▶ **TASK INSTRUCTIONS**
Answer these questions from the forum thread about identifying a young piranha:
(a) What size aquarium does bdkane say the fish lives in?
(b) What kind of piranha did the pet store sell the fish as?
(c) About how long does evermore say their own fish were in the pictures they shared?

▶ **EXCERPTED PASSAGE**
[BEGIN]

# Please ID?



## bdkane (Mar 19, 2006)

he has black where his body meets his tailfin, red anal fin, spotted


----------



## mully2003 (Jan 24, 2005)

The pictures aren't very good, but I would say sanchezi


----------



## rchan11 (May 6, 2004)

mully2003 said:


> The pictures aren't very good, but I would say sanchezi


----------



## Ex0dus (Jun 29, 2005)

S. compressus


----------



## piranha_guy_dan (Oct 4, 2004)

like ive said many times b4, at this size it very hard to determine what species you have. ive seen rhoms have the red in the places yours does at this size.

personally i think rhom, but there is also a fair chance it is a sanchezi but IMO it would need more then 1 or 2 bars to be classified as a compressus exodus, thats just my opinion tho but like i said at this size ya just never know


----------



## blazednosferatu (Feb 27, 2006)

im no expert but id say rhom, like said before, hard to tell when so young.


----------



## Ex0dus (Jun 29, 2005)

Pdan,
That lil guy has more than just 1-2 bars. Im curious to know this guys size?


----------



## bdkane (Mar 19, 2006)

Ex0dus said:


> S. compressus


Piranha Dan,

How long will it take him in a 58 gallon aquarium to start developing his mature colors? Basically, how long will it take to positively ID him? The pet store sold him to me as a whitespot piranha but that doesn't really mean s*!t.
Thanks
A

I will try to get better pictures, any tips on taking good pics with a 3.2 mgpxl digital camera. he scoots away if I put it up to the glass?


----------



## evermore (Oct 7, 2003)

Thats is what people call sanchezi.. Here are some pictures of mine at about 2 to3".


----------



## piranha_guy_dan (Oct 4, 2004)

evermore said:


> Thats is what people call sanchezi.. Here are some pictures of mine at about 2 to3".


that is possibly a rhom


----------



## Grosse Gurke (Jan 3, 2003)

Looks like a sanchezi to me.


----------



## b_ack51 (Feb 11, 2003)

From the pics (not very clear) my first guess is Sanchezi.


----------



## bdkane (Mar 19, 2006)

bdkane said:


> S. compressus


Piranha Dan,

How long will it take him in a 58 gallon aquarium to start developing his mature colors? Basically, how long will it take to positively ID him? The pet store sold him to me as a whitespot piranha but that doesn't really mean s*!t.
Thanks
A

I will try to get better pictures, any tips on taking good pics with a 3.2 mgpxl digital camera. he scoots away if I put it up to the glass?
[/quote]

EVERMORE - Thanks man, that is exactly what mine looks like, he is about 2-3 inches also. I am almost convinced now that he is a Sanchezi, thanks again.


----------

[END]

▶ **ROWS**

[BEGIN]

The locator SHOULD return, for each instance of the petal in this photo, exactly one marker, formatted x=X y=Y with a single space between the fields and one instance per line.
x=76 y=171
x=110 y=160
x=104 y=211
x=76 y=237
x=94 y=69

[END]

▶ **RESULT BELOW**
(a) A 58-gallon aquarium.
(b) A whitespot piranha.
(c) About 2 to 3 inches.